Le gouvernement unioniste disposait d'un grand nombre de nominations publiques mais était fier de ne pas embaucher de catholiques.
L’État était fondé sur l’exclusion et la discrimination et le taux de chômage et d’émigration catholiques était excessivement élevé. Ce système, apparemment invincible, se reproduisant de lui-même avait un point faible: l’opposition de masse. Et le détonateur pouvant ouvrir la voie à l'opposition était le logement.
Dans la discrimination en matière de logement, le lien entre le désavantage matériel et le contrôle politique unioniste était immédiatement apparent.
Derry, comme beaucoup de villes d'Irlande du Nord, avait un système de vote délibérément discriminatoire lors des élections locales. Les hommes d'affaires riches pouvaient obtenir jusqu'à 25 voix tandis que les chômeurs n'avaient pas de voix. Le système d'élections au conseil municipal était organisé pour assurer une majorité unioniste dans une ville à majorité catholique. Les listes de logements étaient statiques afin de sécuriser la fraude électorale.
Derry était un microcosme de l'Irlande du Nord dans son ensemble. C'était un état artificiel destiné à assurer une majorité unioniste permanente.

= À FAIRE =
(1) Dans le texte sur la discrimination en Irlande du Nord, reprenez tout ce qui va de « L’État était fondé » jusqu'à « était le logement. » en remplaçant « détonateur » par « déclencheur ».
(2) Renvoyez toutes les lignes des enregistrements qui contiennent la chaîne « door », en tenant compte de la casse.

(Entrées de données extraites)

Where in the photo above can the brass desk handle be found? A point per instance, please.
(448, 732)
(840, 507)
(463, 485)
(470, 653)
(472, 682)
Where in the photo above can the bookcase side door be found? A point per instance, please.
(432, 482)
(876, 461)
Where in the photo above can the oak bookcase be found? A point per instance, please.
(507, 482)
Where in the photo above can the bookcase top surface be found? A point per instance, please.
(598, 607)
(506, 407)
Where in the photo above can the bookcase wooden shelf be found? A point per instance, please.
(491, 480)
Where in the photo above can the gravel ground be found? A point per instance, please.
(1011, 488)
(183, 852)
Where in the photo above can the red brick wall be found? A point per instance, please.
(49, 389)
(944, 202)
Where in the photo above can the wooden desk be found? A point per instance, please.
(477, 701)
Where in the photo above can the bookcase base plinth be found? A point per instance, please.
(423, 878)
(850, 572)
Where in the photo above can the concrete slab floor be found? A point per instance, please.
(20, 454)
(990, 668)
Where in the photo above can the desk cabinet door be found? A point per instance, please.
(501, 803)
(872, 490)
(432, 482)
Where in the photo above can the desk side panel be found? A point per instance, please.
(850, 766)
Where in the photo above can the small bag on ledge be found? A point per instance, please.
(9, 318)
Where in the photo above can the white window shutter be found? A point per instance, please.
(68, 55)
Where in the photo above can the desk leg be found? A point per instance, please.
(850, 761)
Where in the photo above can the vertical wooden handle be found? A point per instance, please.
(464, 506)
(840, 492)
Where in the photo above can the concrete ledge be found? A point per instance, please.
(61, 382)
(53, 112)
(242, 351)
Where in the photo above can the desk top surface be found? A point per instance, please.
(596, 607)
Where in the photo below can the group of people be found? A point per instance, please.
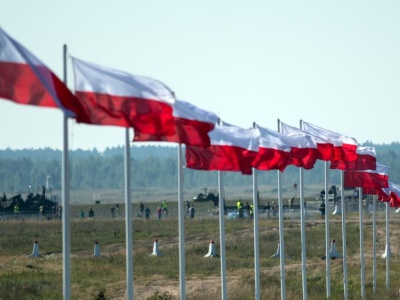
(248, 207)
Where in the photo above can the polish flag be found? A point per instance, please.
(368, 178)
(345, 147)
(325, 148)
(24, 79)
(232, 149)
(303, 151)
(366, 160)
(192, 125)
(122, 99)
(273, 152)
(390, 194)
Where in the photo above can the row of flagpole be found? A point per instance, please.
(128, 228)
(66, 106)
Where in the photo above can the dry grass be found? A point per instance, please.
(24, 277)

= RÉPONSES SUCCESSIVES =
(1)
L’État était fondé sur l’exclusion et la discrimination et le taux de chômage et d’émigration catholiques était excessivement élevé. Ce système, apparemment invincible, se reproduisant de lui-même avait un point faible: l’opposition de masse. Et le déclencheur pouvant ouvrir la voie à l'opposition était le logement.

(2)
Where in the photo above can the bookcase side door be found? A point per instance, please.
Where in the photo above can the desk cabinet door be found? A point per instance, please.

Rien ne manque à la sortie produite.